[DATA PROVIDED]

*** Block opens ***

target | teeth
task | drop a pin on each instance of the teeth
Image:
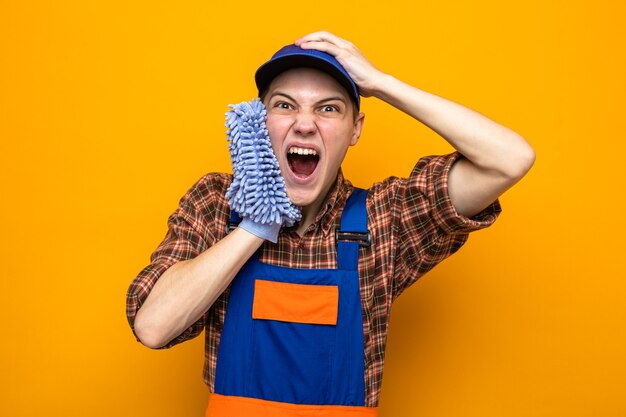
(302, 151)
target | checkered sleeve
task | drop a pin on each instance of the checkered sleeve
(187, 236)
(429, 227)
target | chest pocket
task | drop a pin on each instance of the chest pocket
(297, 303)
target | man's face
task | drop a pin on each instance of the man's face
(311, 124)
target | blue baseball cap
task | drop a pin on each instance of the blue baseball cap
(292, 56)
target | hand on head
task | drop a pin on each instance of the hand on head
(361, 70)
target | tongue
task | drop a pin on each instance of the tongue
(303, 165)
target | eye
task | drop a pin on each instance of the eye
(283, 105)
(330, 108)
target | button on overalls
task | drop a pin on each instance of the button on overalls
(292, 342)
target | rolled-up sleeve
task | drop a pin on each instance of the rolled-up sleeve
(187, 237)
(429, 228)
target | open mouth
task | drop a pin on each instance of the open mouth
(302, 161)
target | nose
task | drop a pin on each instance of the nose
(305, 124)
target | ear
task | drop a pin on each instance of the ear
(358, 126)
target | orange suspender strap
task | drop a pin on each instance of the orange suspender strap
(229, 406)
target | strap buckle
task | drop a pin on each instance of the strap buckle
(363, 238)
(231, 226)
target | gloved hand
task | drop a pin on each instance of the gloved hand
(257, 192)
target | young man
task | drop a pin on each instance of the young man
(296, 318)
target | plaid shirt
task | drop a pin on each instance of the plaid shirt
(413, 226)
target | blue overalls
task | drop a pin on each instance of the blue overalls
(292, 342)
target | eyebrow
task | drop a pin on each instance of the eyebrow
(325, 99)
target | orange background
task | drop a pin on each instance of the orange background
(110, 111)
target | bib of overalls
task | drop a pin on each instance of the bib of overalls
(292, 342)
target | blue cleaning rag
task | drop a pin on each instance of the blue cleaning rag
(258, 190)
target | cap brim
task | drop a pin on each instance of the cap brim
(271, 69)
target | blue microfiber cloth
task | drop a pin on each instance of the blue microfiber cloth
(258, 190)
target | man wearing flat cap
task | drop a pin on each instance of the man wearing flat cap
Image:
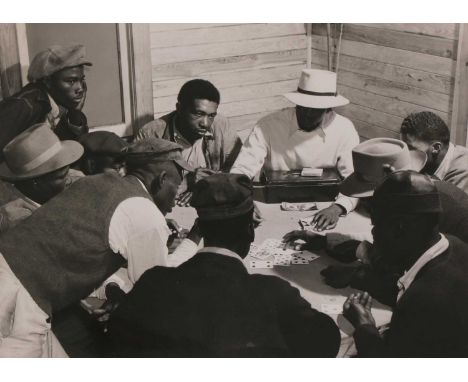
(110, 222)
(210, 305)
(430, 316)
(56, 94)
(308, 135)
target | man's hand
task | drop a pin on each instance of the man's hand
(357, 309)
(339, 276)
(328, 217)
(312, 240)
(79, 106)
(257, 216)
(17, 210)
(195, 234)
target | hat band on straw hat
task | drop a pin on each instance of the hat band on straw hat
(326, 94)
(37, 161)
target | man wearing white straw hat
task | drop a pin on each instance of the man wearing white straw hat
(309, 135)
(36, 168)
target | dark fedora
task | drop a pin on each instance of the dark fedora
(370, 160)
(35, 152)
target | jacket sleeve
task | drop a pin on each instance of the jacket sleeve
(16, 115)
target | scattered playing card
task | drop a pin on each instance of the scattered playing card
(261, 264)
(331, 309)
(299, 260)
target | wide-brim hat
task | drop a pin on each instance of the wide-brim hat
(317, 90)
(37, 151)
(370, 159)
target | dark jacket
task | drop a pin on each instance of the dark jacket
(29, 106)
(211, 307)
(453, 221)
(431, 318)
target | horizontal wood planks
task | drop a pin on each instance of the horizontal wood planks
(251, 64)
(388, 71)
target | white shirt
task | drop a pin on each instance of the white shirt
(405, 281)
(138, 232)
(277, 143)
(444, 166)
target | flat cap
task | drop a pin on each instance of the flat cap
(152, 150)
(56, 58)
(103, 143)
(222, 196)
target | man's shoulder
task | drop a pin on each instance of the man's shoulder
(157, 127)
(283, 116)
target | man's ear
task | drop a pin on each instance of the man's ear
(159, 181)
(436, 147)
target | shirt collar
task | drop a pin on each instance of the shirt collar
(221, 251)
(407, 279)
(321, 130)
(443, 168)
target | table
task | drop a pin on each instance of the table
(306, 278)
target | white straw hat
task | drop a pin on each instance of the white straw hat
(317, 90)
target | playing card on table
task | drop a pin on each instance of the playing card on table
(331, 309)
(299, 260)
(258, 264)
(284, 260)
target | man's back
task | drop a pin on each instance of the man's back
(211, 306)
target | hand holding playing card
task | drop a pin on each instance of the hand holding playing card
(312, 240)
(357, 309)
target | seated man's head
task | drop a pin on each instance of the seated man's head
(405, 211)
(224, 205)
(427, 132)
(197, 106)
(61, 70)
(316, 95)
(376, 158)
(37, 163)
(159, 165)
(103, 152)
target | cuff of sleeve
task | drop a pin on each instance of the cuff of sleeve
(348, 203)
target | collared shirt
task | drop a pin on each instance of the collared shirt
(221, 251)
(55, 113)
(444, 166)
(138, 232)
(277, 143)
(407, 279)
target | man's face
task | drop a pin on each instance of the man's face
(165, 195)
(309, 119)
(49, 185)
(68, 86)
(194, 120)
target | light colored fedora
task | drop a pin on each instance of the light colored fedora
(370, 159)
(317, 90)
(35, 152)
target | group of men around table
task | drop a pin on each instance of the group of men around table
(84, 214)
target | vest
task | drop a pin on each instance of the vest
(61, 253)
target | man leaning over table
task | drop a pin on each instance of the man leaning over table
(110, 221)
(311, 134)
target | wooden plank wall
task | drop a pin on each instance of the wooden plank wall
(390, 70)
(386, 70)
(251, 64)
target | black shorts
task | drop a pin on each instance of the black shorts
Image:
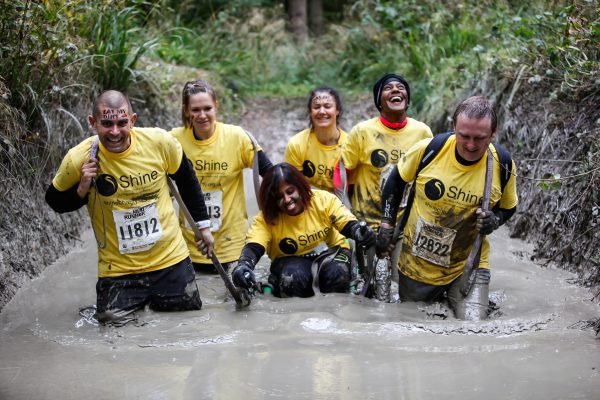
(170, 289)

*** Block closes ***

[EXERCISE REQUIREMENTS]
Word for word, give back each entry from above, but skip any picture.

[EXERCISE RESPONSE]
target | teeth
task | drop a pin on each instance of the teeth
Image:
(302, 151)
target | checkered sleeve
task | drop a pin on each instance of the checkered sleeve
(187, 236)
(429, 227)
target | chest pocket
task | drop a pin on each instance of the chest pocket
(297, 303)
target | man's face
task | drop a pin on each instance of the man's face
(311, 124)
target | blue baseball cap
task | drop a pin on each instance of the blue baseball cap
(292, 56)
target | hand on head
task | drop a pin on each instance of the hand on head
(361, 70)
target | tongue
task | drop a pin on each instance of the tongue
(303, 165)
target | eye
task | drop a pin on each instance of the eye
(283, 105)
(330, 108)
target | button on overalls
task | drop a pin on each instance of the button on overalls
(292, 342)
target | rolled-up sleeve
task | drop a pin on each instance of the rolled-up sleeve
(187, 237)
(429, 228)
target | open mouth
task | drop a pin on each instance of the open mouth
(302, 161)
target | nose
task | drop a pin on each instance of the nose
(305, 124)
target | ear
task | drop a pin on each instance of the ear
(358, 126)
target | orange suspender strap
task | drop a pin on each instance of the orange suspender strap
(229, 406)
target | strap buckle
task | drop a pin on each instance of the strap buckle
(363, 238)
(231, 226)
target | gloved hand
task | drop a pin on each instance of the gloved hand
(257, 192)
target | young man
task | drop a pin on each instance of the young man
(296, 318)
target | plaid shirt
task | drop a pin on each instance of the plaid shirt
(413, 226)
target | blue overalls
task | drop a pin on each instance of the blue overalls
(292, 342)
target | eyebrow
task | drop a pin on each instance of the eyebrow
(325, 99)
target | orange background
task | drop a pin on each instance of the orange background
(110, 111)
target | bib of overalls
task | drop a pin on each instance of the bib of overalls
(292, 342)
target | blue cleaning rag
task | drop a pin on each instance of the blue cleaning rag
(258, 190)
target | cap brim
task | drop a pin on each instance of the cap brim
(271, 69)
target | blue microfiber cloth
task | drop a pin on each instance of the blue microfiber cloth
(258, 190)
target | man wearing flat cap
task | drop a pin on each instance of the man wearing flat cap
Image:
(110, 222)
(210, 305)
(430, 316)
(56, 94)
(308, 135)
target | man's hand
task | drop a pin on each instance of the man's hand
(357, 309)
(339, 276)
(328, 217)
(312, 240)
(79, 106)
(257, 216)
(17, 210)
(195, 234)
target | hat band on straw hat
task | drop a pin on each instance of the hat band on straw hat
(326, 94)
(37, 161)
target | man wearing white straw hat
task | drop a pin on each instance of the man wearing white straw hat
(309, 135)
(36, 168)
target | dark fedora
task | drop a pin on each instance of the dark fedora
(370, 160)
(35, 152)
target | jacket sleeve
task | drop a pin on each instance of the jacket sleeve
(16, 115)
target | scattered playing card
task | drop a pin on each instance of the scattered playing card
(261, 264)
(331, 309)
(299, 260)
target | wide-brim hat
task | drop a pin on each instance of the wide-brim hat
(317, 90)
(37, 151)
(370, 159)
target | dark jacket
task | drop a pin on each instance of the dark jacket
(29, 106)
(211, 307)
(453, 221)
(431, 318)
target | horizontal wood planks
task | drop a pin on each instance of the horizontal wood planks
(251, 64)
(388, 71)
target | white shirt
task | drop a pin on each instance of the white shirt
(405, 281)
(138, 232)
(277, 143)
(444, 166)
target | flat cap
task | drop a pin on each instance of the flat cap
(152, 150)
(56, 58)
(103, 143)
(222, 196)
target | man's shoulder
task | drop a pin on each instance of the man's shoulder
(157, 127)
(283, 116)
target | man's ear
task | drop a pin on each instance of the man's ear
(159, 181)
(436, 147)
target | shirt collar
task | drop a pin on each instance of the shirt collar
(221, 251)
(407, 279)
(321, 130)
(443, 168)
target | table
task | drop a pin on each instance of the table
(306, 278)
target | white straw hat
task | drop a pin on each instance of the white straw hat
(317, 90)
target | playing card on table
task | drop a pin on each instance of the playing card on table
(331, 309)
(299, 260)
(258, 264)
(284, 260)
target | man's back
task | drop a pin on each instance of the man's back
(211, 306)
target | hand holding playing card
task | drop a pin on each instance of the hand holding playing card
(312, 240)
(357, 309)
target | seated man's head
task | drop a pin on each instance of the seated man's head
(405, 211)
(224, 205)
(427, 132)
(197, 106)
(61, 70)
(316, 95)
(376, 158)
(37, 163)
(159, 165)
(103, 152)
target | cuff of sleeve
task | drop a pin on each instance of the cuff of sleeve
(348, 203)
target | collared shirt
task | drop a pin on each instance of the collared shirt
(221, 251)
(55, 113)
(444, 166)
(138, 232)
(277, 143)
(407, 279)
target | man's face
task | drop a pin on each instance of the man's face
(165, 195)
(309, 119)
(49, 185)
(68, 86)
(194, 120)
target | light colored fedora
task | drop a pin on each instance of the light colored fedora
(370, 159)
(317, 90)
(35, 152)
target | group of men around table
task | drop a pin on each instance of the group of men around table
(84, 214)
target | vest
task | drop a pin on each instance of the vest
(61, 253)
target | man leaning over table
task | drop a pin on each instance of the man leaning over table
(110, 221)
(311, 134)
target | wooden plank wall
task | drop a pin on each instance of the wooden plank wall
(390, 70)
(386, 70)
(251, 64)
target | black shorts
task | drop a pin on each instance of the black shorts
Image:
(170, 289)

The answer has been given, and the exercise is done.